Find "FIND: corrugated metal roof" and "FIND: green hedge" in the records below. Copy the lines holding them and every line between, exactly, and no others.

Text-to-region grounding data
• • • • •
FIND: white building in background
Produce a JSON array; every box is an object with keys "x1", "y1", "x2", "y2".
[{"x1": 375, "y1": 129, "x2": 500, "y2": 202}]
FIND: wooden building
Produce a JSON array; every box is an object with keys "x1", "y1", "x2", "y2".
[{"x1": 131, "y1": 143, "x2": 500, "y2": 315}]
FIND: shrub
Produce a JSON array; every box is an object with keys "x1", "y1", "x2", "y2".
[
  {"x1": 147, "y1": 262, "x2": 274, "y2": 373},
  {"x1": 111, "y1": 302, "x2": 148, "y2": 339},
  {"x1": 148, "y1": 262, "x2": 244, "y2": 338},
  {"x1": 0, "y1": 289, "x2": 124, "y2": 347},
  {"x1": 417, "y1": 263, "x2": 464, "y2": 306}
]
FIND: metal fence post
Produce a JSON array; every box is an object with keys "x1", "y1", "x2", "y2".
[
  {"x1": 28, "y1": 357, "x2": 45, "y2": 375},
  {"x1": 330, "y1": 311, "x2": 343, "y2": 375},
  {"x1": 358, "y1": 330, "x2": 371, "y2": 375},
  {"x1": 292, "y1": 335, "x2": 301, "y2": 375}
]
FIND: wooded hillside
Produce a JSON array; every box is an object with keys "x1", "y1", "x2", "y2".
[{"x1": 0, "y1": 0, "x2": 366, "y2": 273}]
• • • • •
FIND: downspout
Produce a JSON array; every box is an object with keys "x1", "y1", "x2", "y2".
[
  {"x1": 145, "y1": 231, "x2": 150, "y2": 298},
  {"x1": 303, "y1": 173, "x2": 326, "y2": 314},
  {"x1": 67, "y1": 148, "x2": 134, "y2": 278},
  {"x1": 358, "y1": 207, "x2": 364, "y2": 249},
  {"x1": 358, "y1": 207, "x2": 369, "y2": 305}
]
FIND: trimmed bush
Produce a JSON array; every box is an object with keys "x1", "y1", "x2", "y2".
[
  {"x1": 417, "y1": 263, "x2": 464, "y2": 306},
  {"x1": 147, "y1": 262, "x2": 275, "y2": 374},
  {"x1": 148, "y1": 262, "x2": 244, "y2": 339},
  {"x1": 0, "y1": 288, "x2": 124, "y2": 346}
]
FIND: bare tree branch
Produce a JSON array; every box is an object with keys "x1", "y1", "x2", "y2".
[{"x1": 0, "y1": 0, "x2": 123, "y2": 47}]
• • • • •
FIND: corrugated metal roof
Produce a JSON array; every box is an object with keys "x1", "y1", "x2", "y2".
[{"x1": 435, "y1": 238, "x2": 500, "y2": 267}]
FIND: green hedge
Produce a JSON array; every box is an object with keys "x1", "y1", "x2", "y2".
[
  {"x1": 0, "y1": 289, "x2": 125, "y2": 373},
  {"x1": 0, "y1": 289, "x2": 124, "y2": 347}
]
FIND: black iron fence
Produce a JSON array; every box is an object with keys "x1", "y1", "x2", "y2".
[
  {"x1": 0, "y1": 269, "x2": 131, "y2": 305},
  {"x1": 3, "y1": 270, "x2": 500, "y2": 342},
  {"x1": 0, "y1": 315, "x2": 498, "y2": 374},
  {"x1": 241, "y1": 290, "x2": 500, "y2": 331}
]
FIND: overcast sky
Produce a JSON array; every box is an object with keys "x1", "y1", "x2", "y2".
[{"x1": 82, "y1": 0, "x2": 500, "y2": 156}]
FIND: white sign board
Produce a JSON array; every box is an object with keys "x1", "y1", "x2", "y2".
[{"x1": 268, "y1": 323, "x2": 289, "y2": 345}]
• • • • •
■ Answer area ■
FIND: corrugated metal roof
Produce a JSON array; every box is an object with keys "x1", "y1", "x2", "y2".
[{"x1": 435, "y1": 238, "x2": 500, "y2": 267}]
FIND: green hedge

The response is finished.